[GIVEN INSTRUCTION] Quote every one of the following records word for word.

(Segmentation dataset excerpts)
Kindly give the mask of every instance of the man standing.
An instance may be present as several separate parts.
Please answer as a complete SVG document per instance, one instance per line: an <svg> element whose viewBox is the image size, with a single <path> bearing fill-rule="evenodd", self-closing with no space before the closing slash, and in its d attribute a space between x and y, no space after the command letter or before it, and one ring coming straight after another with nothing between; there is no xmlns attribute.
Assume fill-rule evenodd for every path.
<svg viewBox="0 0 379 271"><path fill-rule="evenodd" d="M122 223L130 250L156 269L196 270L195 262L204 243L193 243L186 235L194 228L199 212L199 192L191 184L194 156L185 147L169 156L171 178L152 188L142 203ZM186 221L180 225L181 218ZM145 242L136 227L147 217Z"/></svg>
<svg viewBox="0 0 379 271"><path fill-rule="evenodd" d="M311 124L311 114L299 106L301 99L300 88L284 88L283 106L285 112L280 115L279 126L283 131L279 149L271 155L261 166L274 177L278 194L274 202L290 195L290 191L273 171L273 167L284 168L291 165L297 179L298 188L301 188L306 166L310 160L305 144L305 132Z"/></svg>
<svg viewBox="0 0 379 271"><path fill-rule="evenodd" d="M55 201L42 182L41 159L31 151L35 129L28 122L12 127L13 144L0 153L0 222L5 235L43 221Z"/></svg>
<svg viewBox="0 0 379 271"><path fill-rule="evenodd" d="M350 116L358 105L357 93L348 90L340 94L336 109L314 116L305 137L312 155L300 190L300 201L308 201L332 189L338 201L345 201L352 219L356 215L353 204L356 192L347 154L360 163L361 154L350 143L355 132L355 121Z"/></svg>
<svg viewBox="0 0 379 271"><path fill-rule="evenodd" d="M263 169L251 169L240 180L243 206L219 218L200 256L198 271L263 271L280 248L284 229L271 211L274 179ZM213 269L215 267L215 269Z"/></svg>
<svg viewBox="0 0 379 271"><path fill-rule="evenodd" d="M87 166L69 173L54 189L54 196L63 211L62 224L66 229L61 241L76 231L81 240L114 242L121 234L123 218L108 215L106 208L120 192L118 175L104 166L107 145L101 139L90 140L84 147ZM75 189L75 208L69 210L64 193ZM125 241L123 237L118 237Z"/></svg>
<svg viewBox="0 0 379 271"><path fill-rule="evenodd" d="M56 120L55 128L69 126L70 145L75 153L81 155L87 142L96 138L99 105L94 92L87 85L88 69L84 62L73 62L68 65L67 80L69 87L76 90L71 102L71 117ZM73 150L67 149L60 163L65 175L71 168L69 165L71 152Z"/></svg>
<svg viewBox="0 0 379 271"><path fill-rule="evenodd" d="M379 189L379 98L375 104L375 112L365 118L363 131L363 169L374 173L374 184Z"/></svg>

[TASK SOLUTION]
Kindly give the mask of every instance of the man standing.
An instance may be present as several separate parts.
Please answer as a complete SVG document per instance, one instance per line: an <svg> element whose viewBox is the image size, with a single <path> bearing fill-rule="evenodd", self-closing with no space before the closing slash, and in its d attribute a space between x and y, no space after the command letter or before it, and one ring coming straight after another with nothing between; there is no xmlns attribute.
Assume fill-rule evenodd for every path.
<svg viewBox="0 0 379 271"><path fill-rule="evenodd" d="M122 223L130 250L156 269L196 270L195 262L204 243L193 243L186 235L194 228L199 212L199 192L191 184L194 156L185 147L169 156L171 178L152 188L142 203ZM186 221L180 225L181 218ZM145 242L136 227L147 217Z"/></svg>
<svg viewBox="0 0 379 271"><path fill-rule="evenodd" d="M311 124L311 114L299 106L301 99L300 88L284 88L283 106L285 112L280 115L279 126L283 131L279 149L271 155L261 166L274 177L278 194L274 202L290 195L290 191L273 171L273 167L284 168L291 165L297 179L298 188L301 188L306 166L310 160L305 144L305 132Z"/></svg>
<svg viewBox="0 0 379 271"><path fill-rule="evenodd" d="M55 201L42 182L41 159L31 151L35 129L28 122L12 127L13 144L0 153L0 222L5 235L43 221Z"/></svg>
<svg viewBox="0 0 379 271"><path fill-rule="evenodd" d="M350 116L358 105L357 93L348 90L340 94L336 109L314 116L305 137L312 155L300 190L300 201L308 201L332 189L338 201L345 201L352 219L356 215L353 204L356 192L347 154L360 163L361 154L350 143L355 132L355 121Z"/></svg>
<svg viewBox="0 0 379 271"><path fill-rule="evenodd" d="M263 169L251 169L240 180L243 206L219 218L200 256L198 271L263 271L280 248L284 229L271 211L274 179ZM213 269L215 267L215 269Z"/></svg>
<svg viewBox="0 0 379 271"><path fill-rule="evenodd" d="M87 166L69 173L54 189L54 196L63 211L62 224L66 229L61 241L76 231L81 240L114 242L121 234L123 218L108 215L106 208L120 192L118 175L104 166L107 145L101 139L90 140L84 147ZM75 189L75 208L69 210L64 193ZM125 241L123 237L118 237Z"/></svg>
<svg viewBox="0 0 379 271"><path fill-rule="evenodd" d="M56 120L55 128L69 126L70 145L75 153L81 155L87 142L96 138L99 105L94 92L87 85L88 69L84 62L73 62L68 65L67 80L69 87L76 90L71 102L71 117ZM73 150L67 149L60 163L65 175L71 168L69 165L71 152Z"/></svg>
<svg viewBox="0 0 379 271"><path fill-rule="evenodd" d="M379 189L379 98L375 104L375 112L365 118L363 131L363 169L374 173L374 184Z"/></svg>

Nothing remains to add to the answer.